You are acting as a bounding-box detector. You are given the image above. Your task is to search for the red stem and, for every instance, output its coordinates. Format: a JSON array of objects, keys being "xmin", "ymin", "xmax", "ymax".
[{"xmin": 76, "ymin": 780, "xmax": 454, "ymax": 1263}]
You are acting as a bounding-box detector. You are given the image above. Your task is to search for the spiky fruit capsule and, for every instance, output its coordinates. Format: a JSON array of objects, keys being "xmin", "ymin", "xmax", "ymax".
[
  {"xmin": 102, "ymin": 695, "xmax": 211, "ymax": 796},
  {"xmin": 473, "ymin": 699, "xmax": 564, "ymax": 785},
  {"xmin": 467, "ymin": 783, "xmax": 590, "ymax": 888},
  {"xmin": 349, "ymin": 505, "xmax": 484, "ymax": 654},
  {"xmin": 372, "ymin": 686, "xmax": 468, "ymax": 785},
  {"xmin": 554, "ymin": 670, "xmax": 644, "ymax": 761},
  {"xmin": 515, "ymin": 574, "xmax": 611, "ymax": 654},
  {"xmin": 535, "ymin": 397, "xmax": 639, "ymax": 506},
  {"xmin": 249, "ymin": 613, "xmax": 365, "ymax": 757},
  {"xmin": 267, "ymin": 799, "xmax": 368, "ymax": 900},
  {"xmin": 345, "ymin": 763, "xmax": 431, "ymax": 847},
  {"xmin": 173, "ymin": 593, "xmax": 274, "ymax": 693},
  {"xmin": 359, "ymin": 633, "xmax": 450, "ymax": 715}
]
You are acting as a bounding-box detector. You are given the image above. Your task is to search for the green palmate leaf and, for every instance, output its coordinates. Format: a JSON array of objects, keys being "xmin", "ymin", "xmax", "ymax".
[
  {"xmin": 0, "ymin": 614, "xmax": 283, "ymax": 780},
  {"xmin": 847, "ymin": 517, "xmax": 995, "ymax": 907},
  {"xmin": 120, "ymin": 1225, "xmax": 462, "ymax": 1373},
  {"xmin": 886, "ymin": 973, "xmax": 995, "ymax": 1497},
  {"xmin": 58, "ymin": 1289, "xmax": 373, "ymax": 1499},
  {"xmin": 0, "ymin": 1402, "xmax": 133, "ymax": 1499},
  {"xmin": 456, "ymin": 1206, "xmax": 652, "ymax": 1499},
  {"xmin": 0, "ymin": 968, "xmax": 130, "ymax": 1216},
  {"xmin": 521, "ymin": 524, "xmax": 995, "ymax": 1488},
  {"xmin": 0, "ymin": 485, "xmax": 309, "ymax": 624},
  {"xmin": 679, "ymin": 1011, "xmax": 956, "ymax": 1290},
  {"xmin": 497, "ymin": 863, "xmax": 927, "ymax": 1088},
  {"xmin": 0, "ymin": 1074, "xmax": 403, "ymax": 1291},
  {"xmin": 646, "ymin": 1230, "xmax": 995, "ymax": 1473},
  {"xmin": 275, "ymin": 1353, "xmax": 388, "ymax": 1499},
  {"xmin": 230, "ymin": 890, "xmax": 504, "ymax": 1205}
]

• The problem: Give back every line of the data exactly as it was written.

• Exercise solution:
You are acting as a bounding-box detector. You are given the image above. Your task is to search for the red stem and, for every instance, output its coordinates. Format: a JSON array of objects, keys being "xmin", "ymin", "xmax", "ymax".
[{"xmin": 76, "ymin": 780, "xmax": 454, "ymax": 1263}]
You are acting as a bounding-box detector. You are given the image above. Your task is to search for the spiky fruit capsule and, for every instance, output its coordinates. Format: a JSON array of objects, keys being "xmin", "ymin", "xmax", "ymax".
[
  {"xmin": 102, "ymin": 695, "xmax": 211, "ymax": 796},
  {"xmin": 473, "ymin": 699, "xmax": 564, "ymax": 785},
  {"xmin": 467, "ymin": 783, "xmax": 590, "ymax": 888},
  {"xmin": 349, "ymin": 505, "xmax": 484, "ymax": 654},
  {"xmin": 372, "ymin": 686, "xmax": 468, "ymax": 785},
  {"xmin": 554, "ymin": 670, "xmax": 644, "ymax": 761},
  {"xmin": 515, "ymin": 574, "xmax": 611, "ymax": 654},
  {"xmin": 535, "ymin": 397, "xmax": 639, "ymax": 506},
  {"xmin": 249, "ymin": 613, "xmax": 365, "ymax": 757},
  {"xmin": 267, "ymin": 799, "xmax": 368, "ymax": 900},
  {"xmin": 345, "ymin": 763, "xmax": 431, "ymax": 847},
  {"xmin": 173, "ymin": 593, "xmax": 274, "ymax": 693},
  {"xmin": 359, "ymin": 633, "xmax": 450, "ymax": 715}
]
You are acting as a bounding-box detector. You are given the image above. Your task is to search for the green palmate leaf and, for every instance, output its coordinates. Format: a JSON array of objects, keys being "xmin", "ymin", "xmax", "ymax".
[
  {"xmin": 0, "ymin": 614, "xmax": 283, "ymax": 780},
  {"xmin": 847, "ymin": 517, "xmax": 995, "ymax": 907},
  {"xmin": 120, "ymin": 1225, "xmax": 462, "ymax": 1373},
  {"xmin": 886, "ymin": 973, "xmax": 995, "ymax": 1497},
  {"xmin": 58, "ymin": 1289, "xmax": 373, "ymax": 1499},
  {"xmin": 0, "ymin": 1402, "xmax": 133, "ymax": 1499},
  {"xmin": 456, "ymin": 1206, "xmax": 652, "ymax": 1499},
  {"xmin": 0, "ymin": 968, "xmax": 130, "ymax": 1216},
  {"xmin": 521, "ymin": 524, "xmax": 995, "ymax": 1488},
  {"xmin": 0, "ymin": 485, "xmax": 309, "ymax": 624},
  {"xmin": 679, "ymin": 1011, "xmax": 956, "ymax": 1290},
  {"xmin": 497, "ymin": 863, "xmax": 927, "ymax": 1088},
  {"xmin": 0, "ymin": 1074, "xmax": 403, "ymax": 1291},
  {"xmin": 646, "ymin": 1230, "xmax": 995, "ymax": 1473},
  {"xmin": 275, "ymin": 1353, "xmax": 388, "ymax": 1499},
  {"xmin": 230, "ymin": 890, "xmax": 504, "ymax": 1205}
]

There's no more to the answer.